-- SUPPLIED MATERIAL follows --

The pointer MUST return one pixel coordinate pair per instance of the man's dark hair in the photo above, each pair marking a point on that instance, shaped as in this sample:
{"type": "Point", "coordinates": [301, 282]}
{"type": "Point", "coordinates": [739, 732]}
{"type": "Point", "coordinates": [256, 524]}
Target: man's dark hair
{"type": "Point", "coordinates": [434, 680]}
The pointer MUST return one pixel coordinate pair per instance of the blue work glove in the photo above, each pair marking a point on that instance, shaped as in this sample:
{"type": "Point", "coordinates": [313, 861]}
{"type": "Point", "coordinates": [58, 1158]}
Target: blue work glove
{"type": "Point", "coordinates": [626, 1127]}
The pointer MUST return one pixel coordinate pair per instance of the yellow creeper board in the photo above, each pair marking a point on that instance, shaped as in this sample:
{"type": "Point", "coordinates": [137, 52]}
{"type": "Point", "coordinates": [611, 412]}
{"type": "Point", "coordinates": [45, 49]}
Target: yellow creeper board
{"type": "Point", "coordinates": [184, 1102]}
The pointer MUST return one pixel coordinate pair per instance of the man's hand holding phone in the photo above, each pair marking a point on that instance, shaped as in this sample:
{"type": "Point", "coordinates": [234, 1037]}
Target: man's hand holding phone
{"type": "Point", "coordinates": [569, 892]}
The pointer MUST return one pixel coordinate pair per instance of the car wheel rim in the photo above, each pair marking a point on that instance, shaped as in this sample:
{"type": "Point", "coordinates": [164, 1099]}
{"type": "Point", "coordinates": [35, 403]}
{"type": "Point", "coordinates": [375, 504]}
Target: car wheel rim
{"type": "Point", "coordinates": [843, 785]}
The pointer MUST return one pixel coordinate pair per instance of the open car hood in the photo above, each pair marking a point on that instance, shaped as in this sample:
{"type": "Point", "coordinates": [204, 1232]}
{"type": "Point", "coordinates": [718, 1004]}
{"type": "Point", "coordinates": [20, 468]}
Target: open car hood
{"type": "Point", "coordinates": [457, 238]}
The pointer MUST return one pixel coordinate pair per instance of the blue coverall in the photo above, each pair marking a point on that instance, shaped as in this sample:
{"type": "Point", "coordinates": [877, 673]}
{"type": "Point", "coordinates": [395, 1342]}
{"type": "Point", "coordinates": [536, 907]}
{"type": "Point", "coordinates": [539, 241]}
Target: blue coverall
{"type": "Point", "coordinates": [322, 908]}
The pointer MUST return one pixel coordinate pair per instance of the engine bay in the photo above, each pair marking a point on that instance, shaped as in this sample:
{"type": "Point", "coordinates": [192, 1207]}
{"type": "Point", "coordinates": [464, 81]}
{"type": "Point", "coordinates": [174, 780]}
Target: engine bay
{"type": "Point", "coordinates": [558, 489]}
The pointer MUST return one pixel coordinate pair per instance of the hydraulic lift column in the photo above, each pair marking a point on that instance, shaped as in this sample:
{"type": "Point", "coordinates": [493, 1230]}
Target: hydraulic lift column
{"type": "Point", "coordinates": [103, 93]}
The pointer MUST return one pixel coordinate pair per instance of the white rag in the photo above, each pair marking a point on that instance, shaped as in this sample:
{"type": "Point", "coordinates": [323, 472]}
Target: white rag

-- SUPPLIED MATERIAL concluded --

▶ [TO DO] The entries above are to be retyped exactly, with nothing left out.

▶ [RESULT]
The pointer MUST return one pixel coordinate pair per instance of the man's dark hair in the photo above, each pair marking a point on that instance, shaped as in this sample:
{"type": "Point", "coordinates": [301, 282]}
{"type": "Point", "coordinates": [739, 732]}
{"type": "Point", "coordinates": [256, 524]}
Target: man's dark hair
{"type": "Point", "coordinates": [434, 680]}
The pointer MUST return one pixel coordinate pair per instance of the blue work glove in the photo above, each pair marking a point on that instance, shaped as in this sample:
{"type": "Point", "coordinates": [313, 861]}
{"type": "Point", "coordinates": [58, 1158]}
Target: blue work glove
{"type": "Point", "coordinates": [626, 1127]}
The pointer MUST return one pixel coordinate pair per instance of the yellow creeper board in the photo above, each pair marking a point on that instance, shaped as in this sample:
{"type": "Point", "coordinates": [137, 52]}
{"type": "Point", "coordinates": [611, 412]}
{"type": "Point", "coordinates": [45, 49]}
Target: yellow creeper board
{"type": "Point", "coordinates": [184, 1102]}
The pointer MUST return one pixel coordinate pair per instance of the man's hand holding phone in the photo above, each pair marking a point on that instance, shaped as in this sample:
{"type": "Point", "coordinates": [234, 1037]}
Target: man's hand holding phone
{"type": "Point", "coordinates": [569, 892]}
The pointer MUST return one pixel coordinate pair per instance of the car wheel rim in the photo above, each pair marking a point on that instance, shaped as in this sample:
{"type": "Point", "coordinates": [164, 1099]}
{"type": "Point", "coordinates": [35, 403]}
{"type": "Point", "coordinates": [375, 504]}
Target: car wheel rim
{"type": "Point", "coordinates": [843, 785]}
The pointer MUST return one pixel coordinate pair per instance of the open car hood in the photo above, each pair marking a point on that instance, shaped as in this sample:
{"type": "Point", "coordinates": [204, 1232]}
{"type": "Point", "coordinates": [718, 1004]}
{"type": "Point", "coordinates": [20, 468]}
Target: open car hood
{"type": "Point", "coordinates": [457, 238]}
The pointer MUST return one pixel coordinate pair per instance of the blue coverall in the photo above, each pair marking a point on that instance, shaped as in this sample:
{"type": "Point", "coordinates": [877, 673]}
{"type": "Point", "coordinates": [395, 1342]}
{"type": "Point", "coordinates": [536, 907]}
{"type": "Point", "coordinates": [539, 241]}
Target: blue coverall
{"type": "Point", "coordinates": [322, 908]}
The pointer MUST return one pixel coordinate pair per instance of the engine bay in the photo above, each pair marking a point on that instance, shaped as in this sample:
{"type": "Point", "coordinates": [192, 1207]}
{"type": "Point", "coordinates": [464, 81]}
{"type": "Point", "coordinates": [174, 780]}
Target: engine bay
{"type": "Point", "coordinates": [558, 489]}
The pointer MUST return one pixel coordinate pair per instance of the hydraulic lift column in the photo above, each pair marking a point on that instance, shaped as in this sample:
{"type": "Point", "coordinates": [493, 1230]}
Target: hydraulic lift column
{"type": "Point", "coordinates": [103, 93]}
The pointer MUST return one pixel coordinate pair per instance of the white rag in the photo above, each pair marking a point on that instance, shaped as in this sample:
{"type": "Point", "coordinates": [323, 472]}
Target: white rag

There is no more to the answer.